▸ **REQUEST 1**:
In the Shaxicon page, which publication carried Donald Foster's three-part series of articles in 1991?
▸ **REQUEST 2**:
Reproduce word for word the passage of the Shaxicon page that begins with the words containing "This led Gabriel" and ends with "now moved here.".

▸ **PAGE EXCERPT**:
◆ ◆ ◆ ◆ ◆
Gabriel Egan . com

Home
Up
Steve Roth
Glenn Fleishman
MakePartAndPlayFiles.pl
MakeRareWordList.pl
rarewords.txt
Correlationbuilder.pl
correlations.txt
PartAndPlayWordCounter.pl
playwordcounts.txt
partwordcounts.txt
ShakeMakerFields.pdf
FosterAnalysisWithWordDetail.pdf
FosterAnalysisNoWordDetail.pdf
RelFreqAnalWithWordDetail.pdf
RelFreqAnalNoWordDetail.pdf
MySQL

SHAXICON meets SHAXICAN

By Steve Roth

In 1991, Donald Foster published a three-part series of articles in Shakespeare Newsletter suggesting that it might be possible to determine, through lexical analysis, what parts Shakespeare played, and when. The idea is that Shakespeare would have remembered words from parts he’d conned, and those words would appear more frequently in plays he wrote (shortly) thereafter--they would exert an inordinate "influence" on those subsequent plays. A table of plays between 1599 and 1607 (below) seemed to support his position.

Don has said that this use of lexical analysis is something of a sideshow and demonstration piece (the uncharitable might call it a parlor trick <g>), but it has generated a great deal of interest from both adherents and detractors. Unfortunately nobody has been able to check or verify Don’s findings. He promised over the years to publish the database (which he dubbed "Shaxicon") on which his proposals were based, but it has never been published.

This led Gabriel Egan to propose re-creating the data using perl scripting, starting with the Oxford electronic texts. He dubbed the enterprise "Shaxican," and posted the work on his site (www.totus.org) that's now moved here.

On this page you’ll find my continuation of Gabriel’s work, taking Shaxican to the point that results can be compared to Don’s analysis.
◆ ◆ ◆ ◆ ◆
▸ **LISTED RECORDS**:
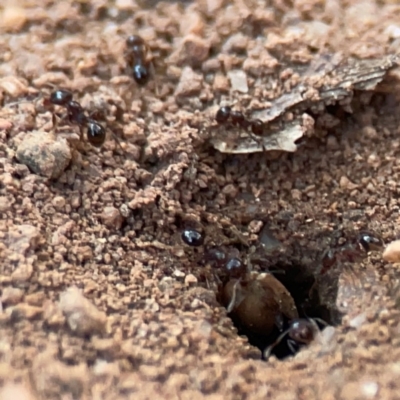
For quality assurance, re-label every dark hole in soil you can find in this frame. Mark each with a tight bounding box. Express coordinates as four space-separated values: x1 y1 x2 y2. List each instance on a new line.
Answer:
222 264 341 359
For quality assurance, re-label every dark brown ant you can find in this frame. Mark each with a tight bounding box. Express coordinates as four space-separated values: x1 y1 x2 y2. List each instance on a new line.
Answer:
126 35 150 86
181 228 205 247
45 89 106 147
319 232 383 275
263 318 327 360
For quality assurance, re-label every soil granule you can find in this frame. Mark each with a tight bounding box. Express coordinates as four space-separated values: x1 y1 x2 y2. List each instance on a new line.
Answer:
0 0 400 400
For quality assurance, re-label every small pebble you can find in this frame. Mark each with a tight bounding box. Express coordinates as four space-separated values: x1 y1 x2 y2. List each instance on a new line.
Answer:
100 207 124 229
60 287 106 336
175 67 203 97
16 132 72 179
228 69 249 93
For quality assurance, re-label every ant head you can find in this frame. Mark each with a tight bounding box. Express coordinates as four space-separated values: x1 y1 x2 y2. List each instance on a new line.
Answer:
358 232 383 253
288 319 318 344
86 121 106 147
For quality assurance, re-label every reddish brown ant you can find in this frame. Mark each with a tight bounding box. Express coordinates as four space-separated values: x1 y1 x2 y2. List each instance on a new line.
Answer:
44 89 106 147
126 35 150 86
263 318 327 360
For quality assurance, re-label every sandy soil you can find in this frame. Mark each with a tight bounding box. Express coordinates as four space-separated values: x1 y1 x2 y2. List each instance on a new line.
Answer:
0 0 400 400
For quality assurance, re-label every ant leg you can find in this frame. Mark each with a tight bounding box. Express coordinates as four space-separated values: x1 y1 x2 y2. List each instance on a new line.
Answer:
287 339 299 354
263 329 289 360
226 279 240 314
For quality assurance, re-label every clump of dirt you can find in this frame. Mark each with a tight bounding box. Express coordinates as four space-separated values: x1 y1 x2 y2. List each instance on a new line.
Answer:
0 0 400 399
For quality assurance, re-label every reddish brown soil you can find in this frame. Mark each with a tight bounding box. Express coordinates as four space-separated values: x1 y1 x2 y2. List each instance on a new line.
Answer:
0 0 400 400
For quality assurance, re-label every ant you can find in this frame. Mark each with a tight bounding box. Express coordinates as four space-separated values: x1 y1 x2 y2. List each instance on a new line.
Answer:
263 318 327 360
125 35 150 86
215 106 264 136
215 106 266 151
45 89 106 147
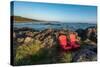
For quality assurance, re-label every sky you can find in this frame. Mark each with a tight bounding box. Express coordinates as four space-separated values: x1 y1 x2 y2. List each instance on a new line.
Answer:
13 1 97 23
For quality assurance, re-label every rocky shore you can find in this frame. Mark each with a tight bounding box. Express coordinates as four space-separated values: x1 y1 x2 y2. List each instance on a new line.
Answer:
13 27 97 65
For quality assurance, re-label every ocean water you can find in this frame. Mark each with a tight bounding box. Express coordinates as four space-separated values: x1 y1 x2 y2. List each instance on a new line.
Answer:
13 22 96 30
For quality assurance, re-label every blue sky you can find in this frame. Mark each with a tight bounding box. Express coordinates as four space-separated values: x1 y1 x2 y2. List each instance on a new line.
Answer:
11 1 97 23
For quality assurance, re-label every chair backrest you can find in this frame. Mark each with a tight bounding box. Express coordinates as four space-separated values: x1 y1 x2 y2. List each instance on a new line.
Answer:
58 35 67 45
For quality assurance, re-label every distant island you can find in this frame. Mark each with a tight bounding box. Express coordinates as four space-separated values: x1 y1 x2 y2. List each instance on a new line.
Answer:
11 16 44 22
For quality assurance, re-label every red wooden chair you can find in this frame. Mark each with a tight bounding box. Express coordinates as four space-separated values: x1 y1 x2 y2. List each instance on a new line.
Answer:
58 35 72 51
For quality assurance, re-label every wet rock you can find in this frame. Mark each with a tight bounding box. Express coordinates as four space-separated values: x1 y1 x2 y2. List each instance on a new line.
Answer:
72 48 97 62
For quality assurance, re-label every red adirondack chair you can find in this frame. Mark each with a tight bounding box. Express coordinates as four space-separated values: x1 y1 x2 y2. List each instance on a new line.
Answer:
69 34 80 48
58 35 72 51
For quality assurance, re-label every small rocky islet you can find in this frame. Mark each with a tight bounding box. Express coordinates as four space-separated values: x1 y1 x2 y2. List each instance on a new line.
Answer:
13 27 97 65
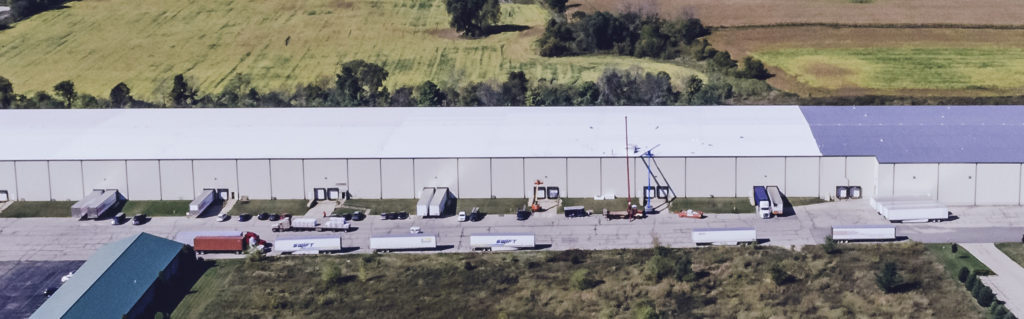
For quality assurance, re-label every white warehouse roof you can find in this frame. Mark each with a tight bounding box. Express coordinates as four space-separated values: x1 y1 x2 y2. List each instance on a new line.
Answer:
0 106 821 161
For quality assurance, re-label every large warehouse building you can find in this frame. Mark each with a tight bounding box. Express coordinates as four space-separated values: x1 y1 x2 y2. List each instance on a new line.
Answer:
0 106 1024 206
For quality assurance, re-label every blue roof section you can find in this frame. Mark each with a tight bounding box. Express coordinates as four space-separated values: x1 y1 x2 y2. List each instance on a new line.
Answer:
800 105 1024 163
30 233 183 318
◆ ◆ ◆ ◆ ◆
▸ **TASK OUTPUT 1**:
Shakespeare Newsletter

▸ **TASK OUTPUT 2**:
This led Gabriel Egan to propose re-creating the data using perl scripting, starting with the Oxford electronic texts. He dubbed the enterprise "Shaxican," and posted the work on his site (www.totus.org) that's now moved here.